Start of Document passage

Second, are you or your sponsor financially capable?
Visa requirements differ from country to country, but generally the U.S. government wants assurances that you won’t drop out of school or take a job illegally. How can you show that you or your sponsor are able to finance your education?
- If you are paying for your own studies, provide evidence of your funding source (salary from employment, bank savings, etc.)
- Your chances are improved if your parents are sponsoring your education. If anyone other than your parents is sponsoring you, you should explain your special relationship with this person, who may be committing thousands of dollars to your education.
- Provide solid evidence of your sponsor’s finances. This assures the Consular Officer that adequate funds will be available throughout your program. If your sponsor’s income is from several different sources (such as salary, contracts or consulting fees, a farm, rental property, investments), have the sponsor write a letter listing and documenting each source of income.
Third, are your ties to home so strong that you will not want to remain permanently in the U.S.?
Laws generally state that you must demonstrate sufficient economic, family, and social ties to your place of residence to ensure that your stay in the U.S. will be temporary.
- Economic ties: These include your family’s economic position, property you may own or stand to inherit, and your own economic potential when you come home with a U.S. education. The Consular Officer will be impressed to see evidence of your career planning and your knowledge of the local employment scene.
- Family and social ties: How many close family members live in your home country, compared to those living in the States? What community or school activities have you participated in that demonstrate a strong connection to your town or country? What leadership, sports, and other roles have distinguished you as a person who wants to come home and contribute to your community in your country?

End of Document passage
Start of Data records

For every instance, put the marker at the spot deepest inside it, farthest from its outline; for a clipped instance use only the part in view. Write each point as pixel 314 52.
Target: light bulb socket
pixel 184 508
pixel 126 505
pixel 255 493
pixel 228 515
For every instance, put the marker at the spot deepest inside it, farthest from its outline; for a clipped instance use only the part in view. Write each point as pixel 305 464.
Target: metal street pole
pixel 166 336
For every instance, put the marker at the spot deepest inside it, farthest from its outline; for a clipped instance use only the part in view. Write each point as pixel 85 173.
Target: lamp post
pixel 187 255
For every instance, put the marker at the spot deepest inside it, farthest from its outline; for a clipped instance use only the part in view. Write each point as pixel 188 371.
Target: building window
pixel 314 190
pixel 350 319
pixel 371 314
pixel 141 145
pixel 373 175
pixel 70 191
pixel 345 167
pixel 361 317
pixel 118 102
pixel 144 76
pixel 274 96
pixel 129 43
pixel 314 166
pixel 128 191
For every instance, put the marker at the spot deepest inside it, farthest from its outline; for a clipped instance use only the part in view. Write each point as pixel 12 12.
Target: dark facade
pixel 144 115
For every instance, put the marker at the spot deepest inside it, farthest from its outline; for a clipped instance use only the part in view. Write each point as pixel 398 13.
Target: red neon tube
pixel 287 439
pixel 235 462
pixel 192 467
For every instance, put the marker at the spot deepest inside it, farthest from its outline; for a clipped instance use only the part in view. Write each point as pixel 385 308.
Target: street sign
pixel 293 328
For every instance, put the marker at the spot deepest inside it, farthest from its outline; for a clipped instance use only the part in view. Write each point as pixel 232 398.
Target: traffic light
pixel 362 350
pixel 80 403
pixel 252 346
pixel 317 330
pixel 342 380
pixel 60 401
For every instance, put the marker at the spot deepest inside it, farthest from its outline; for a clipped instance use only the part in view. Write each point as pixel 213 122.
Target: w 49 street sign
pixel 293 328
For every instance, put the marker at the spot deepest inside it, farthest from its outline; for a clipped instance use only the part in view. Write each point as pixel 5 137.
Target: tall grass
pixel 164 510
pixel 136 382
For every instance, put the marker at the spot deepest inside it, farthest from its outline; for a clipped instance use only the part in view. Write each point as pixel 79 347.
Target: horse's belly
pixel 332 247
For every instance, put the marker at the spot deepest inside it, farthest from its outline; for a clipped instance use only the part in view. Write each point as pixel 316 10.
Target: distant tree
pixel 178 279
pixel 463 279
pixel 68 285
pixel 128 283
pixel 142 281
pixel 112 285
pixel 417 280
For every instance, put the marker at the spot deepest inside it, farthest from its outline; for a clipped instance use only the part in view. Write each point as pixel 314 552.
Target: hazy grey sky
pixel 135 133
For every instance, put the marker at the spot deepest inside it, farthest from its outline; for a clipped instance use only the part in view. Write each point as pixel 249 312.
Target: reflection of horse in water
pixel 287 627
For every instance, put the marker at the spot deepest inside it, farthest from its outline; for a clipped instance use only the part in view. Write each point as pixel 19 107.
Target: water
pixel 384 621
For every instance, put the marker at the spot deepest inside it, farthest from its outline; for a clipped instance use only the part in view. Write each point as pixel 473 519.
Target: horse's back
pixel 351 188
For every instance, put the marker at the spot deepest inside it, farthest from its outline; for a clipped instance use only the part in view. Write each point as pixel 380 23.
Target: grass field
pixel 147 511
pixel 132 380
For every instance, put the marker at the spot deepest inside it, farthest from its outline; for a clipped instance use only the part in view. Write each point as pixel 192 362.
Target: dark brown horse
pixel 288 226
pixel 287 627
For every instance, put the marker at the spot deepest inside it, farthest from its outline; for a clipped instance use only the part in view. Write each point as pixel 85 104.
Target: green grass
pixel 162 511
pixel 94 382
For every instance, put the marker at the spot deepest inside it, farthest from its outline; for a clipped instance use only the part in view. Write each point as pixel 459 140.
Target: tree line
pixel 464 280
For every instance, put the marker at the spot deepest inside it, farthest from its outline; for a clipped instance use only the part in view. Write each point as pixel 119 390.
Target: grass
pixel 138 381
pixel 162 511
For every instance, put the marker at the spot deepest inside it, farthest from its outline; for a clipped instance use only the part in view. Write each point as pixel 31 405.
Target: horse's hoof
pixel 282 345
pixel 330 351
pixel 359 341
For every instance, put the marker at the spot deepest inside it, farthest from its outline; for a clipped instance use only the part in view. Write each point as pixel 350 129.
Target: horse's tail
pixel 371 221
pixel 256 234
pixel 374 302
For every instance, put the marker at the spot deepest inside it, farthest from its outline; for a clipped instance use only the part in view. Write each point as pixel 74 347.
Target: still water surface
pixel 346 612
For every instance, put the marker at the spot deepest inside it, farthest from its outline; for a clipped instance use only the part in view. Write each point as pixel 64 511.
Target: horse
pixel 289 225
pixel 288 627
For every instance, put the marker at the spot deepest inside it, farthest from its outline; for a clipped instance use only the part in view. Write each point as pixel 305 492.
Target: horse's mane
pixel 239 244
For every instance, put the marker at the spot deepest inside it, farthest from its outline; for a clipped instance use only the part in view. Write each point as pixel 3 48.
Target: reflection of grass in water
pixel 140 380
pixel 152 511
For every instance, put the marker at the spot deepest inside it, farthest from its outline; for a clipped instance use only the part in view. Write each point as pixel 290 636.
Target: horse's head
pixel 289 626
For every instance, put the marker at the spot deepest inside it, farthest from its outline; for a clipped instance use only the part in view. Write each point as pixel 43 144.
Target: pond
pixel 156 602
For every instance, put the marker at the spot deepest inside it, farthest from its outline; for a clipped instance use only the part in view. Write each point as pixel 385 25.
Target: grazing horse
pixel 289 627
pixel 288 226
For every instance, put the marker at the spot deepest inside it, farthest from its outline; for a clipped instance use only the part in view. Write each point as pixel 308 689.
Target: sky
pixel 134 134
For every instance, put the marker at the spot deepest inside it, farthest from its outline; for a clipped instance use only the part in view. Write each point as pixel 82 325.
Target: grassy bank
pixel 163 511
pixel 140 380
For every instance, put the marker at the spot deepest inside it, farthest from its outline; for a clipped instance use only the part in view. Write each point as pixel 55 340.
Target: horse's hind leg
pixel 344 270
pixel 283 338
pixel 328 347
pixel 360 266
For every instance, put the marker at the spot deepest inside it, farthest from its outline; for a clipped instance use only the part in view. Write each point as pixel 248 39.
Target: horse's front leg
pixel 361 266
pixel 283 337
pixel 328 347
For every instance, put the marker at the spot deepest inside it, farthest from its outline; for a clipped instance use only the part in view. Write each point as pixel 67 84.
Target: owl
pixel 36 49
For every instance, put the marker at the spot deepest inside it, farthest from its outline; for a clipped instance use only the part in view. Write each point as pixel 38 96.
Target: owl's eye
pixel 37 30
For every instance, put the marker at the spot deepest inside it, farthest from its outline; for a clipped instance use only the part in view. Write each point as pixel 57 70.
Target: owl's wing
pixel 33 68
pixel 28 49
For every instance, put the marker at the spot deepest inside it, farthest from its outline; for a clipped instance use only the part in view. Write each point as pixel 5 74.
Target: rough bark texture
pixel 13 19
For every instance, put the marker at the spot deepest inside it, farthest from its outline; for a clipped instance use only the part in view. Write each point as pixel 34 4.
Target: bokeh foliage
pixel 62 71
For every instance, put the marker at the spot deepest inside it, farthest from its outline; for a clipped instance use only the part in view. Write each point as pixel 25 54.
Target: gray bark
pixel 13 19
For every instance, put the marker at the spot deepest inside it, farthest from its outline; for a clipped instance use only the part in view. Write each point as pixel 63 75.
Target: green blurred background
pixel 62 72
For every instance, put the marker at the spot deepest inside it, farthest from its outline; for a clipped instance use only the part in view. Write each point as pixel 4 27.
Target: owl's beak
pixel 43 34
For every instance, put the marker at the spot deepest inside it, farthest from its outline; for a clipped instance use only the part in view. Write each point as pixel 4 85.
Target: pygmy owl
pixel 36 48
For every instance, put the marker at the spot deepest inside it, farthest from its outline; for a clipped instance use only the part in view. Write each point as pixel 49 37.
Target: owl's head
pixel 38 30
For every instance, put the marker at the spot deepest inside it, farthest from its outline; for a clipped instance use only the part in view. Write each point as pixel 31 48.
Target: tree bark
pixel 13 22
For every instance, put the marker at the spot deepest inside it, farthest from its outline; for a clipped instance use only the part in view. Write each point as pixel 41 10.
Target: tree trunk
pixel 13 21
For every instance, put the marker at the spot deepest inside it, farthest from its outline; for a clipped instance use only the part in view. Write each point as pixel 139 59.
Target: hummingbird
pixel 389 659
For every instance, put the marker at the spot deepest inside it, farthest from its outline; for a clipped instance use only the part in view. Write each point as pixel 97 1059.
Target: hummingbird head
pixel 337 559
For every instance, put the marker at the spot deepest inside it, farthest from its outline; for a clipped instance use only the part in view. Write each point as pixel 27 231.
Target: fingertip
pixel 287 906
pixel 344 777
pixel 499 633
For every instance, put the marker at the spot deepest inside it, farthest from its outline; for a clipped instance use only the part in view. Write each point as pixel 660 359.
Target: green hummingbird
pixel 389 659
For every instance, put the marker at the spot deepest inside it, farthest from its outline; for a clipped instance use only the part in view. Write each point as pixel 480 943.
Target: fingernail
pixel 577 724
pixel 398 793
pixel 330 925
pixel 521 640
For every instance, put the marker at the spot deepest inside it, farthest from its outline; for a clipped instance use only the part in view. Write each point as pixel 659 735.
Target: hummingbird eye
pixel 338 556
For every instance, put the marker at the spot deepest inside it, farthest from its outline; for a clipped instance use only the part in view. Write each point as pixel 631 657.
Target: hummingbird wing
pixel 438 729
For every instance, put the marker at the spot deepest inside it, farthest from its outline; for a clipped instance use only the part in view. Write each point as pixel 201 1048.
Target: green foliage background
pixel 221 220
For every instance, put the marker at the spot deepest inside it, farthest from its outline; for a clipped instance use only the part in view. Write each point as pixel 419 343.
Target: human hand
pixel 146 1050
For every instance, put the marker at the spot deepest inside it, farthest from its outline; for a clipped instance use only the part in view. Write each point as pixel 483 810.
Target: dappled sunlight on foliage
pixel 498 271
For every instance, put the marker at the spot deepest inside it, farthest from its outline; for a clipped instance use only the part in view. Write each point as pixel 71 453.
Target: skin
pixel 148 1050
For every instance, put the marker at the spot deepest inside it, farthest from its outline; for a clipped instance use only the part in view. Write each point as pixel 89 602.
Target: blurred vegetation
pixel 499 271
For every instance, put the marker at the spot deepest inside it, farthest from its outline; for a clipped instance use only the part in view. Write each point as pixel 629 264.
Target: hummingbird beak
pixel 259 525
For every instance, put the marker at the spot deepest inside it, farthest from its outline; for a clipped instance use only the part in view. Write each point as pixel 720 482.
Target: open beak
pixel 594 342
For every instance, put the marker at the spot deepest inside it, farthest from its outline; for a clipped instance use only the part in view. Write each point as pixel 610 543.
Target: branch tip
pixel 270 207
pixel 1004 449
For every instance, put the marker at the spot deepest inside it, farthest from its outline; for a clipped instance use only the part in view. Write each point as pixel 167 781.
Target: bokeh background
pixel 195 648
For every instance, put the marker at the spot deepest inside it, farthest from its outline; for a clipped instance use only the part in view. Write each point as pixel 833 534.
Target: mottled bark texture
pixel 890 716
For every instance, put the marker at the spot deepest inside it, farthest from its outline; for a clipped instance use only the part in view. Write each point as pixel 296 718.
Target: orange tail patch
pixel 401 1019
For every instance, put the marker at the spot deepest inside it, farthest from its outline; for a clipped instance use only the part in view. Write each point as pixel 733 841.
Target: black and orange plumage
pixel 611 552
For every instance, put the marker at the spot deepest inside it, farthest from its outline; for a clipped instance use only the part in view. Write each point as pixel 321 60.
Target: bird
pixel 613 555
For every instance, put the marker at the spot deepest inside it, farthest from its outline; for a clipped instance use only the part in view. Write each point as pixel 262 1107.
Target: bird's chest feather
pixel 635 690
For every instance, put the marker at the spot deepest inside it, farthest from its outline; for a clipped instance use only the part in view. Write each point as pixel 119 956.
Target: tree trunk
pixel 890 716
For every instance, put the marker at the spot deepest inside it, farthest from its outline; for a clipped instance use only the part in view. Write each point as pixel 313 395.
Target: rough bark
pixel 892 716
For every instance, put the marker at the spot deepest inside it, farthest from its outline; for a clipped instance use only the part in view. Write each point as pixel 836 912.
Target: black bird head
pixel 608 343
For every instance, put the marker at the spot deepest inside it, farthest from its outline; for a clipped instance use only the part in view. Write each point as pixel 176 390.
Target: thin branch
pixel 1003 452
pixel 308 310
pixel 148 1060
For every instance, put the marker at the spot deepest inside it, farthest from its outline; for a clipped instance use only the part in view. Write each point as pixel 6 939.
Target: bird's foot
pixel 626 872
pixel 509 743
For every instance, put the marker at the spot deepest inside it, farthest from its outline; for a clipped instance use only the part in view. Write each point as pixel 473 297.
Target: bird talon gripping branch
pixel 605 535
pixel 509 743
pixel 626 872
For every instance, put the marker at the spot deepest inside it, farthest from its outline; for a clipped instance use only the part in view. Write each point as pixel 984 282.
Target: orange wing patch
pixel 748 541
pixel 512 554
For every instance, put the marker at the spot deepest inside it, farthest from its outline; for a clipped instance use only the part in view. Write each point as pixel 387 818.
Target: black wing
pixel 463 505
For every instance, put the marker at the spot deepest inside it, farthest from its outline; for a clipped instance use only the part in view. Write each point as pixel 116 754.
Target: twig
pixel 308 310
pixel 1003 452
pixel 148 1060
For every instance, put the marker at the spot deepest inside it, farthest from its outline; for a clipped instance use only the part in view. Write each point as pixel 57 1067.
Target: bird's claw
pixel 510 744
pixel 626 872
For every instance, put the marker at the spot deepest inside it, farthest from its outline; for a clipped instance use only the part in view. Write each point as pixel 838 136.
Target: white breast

End of Data records

**Problem A:** In the student visa passage, which sources of a sponsor's income are given as examples in parentheses? List them all.
**Problem B:** Extend the student visa passage, starting after its final question.

**Answer A:**
- salary
- contracts or consulting fees
- a farm
- rental property
- investments

**Answer B:**
The information above outlines important steps for you to follow before you go for your visa interview. However, there is additional preparation you should undertake.
When applying for a student visa, it is important to demonstrate an academic plan that you have thought about and can articulate. The visa officer usually gets at this issue by asking you why you chose a particular university and why you chose “X” program at that university. They are not questioning the validity of the University or the program; they are trying to determine how clear you are with your academic plans and goals.
Before going for a visa interview, it’s quite important to gather information about the programs, courses and other details offered on the school website and have enough information about the school. Recently a student during a visa interview was asked, “What do you want to study at X university?” The student said, “Computer Science, software development.” The visa officer asked if X university had a software development program. The student was not sure. The student did not receive a visa. This shows how important it is for you to be able to articulate academic reasons for choosing the university and that specific program at the university.
Familiarize yourself with UC San Diego Division of Extended Studies before you go for your visa interview by visiting our website.
What if you’re refused a visa?
If your application is refused, the Consular Officer is required to give you an explanation in writing. You do have the right to apply a second time, but if you reapply, make sure to prepare much more carefully. The Consular Officer will want to see new evidence sufficient to overcome the reasons for the first denial.
If you have given careful thought to your educational goals and if you have reasonable career plans, the visa interview is an opportunity for you to prove that you’re ready to take the next big step in your education and in your life: study in the U.S.A.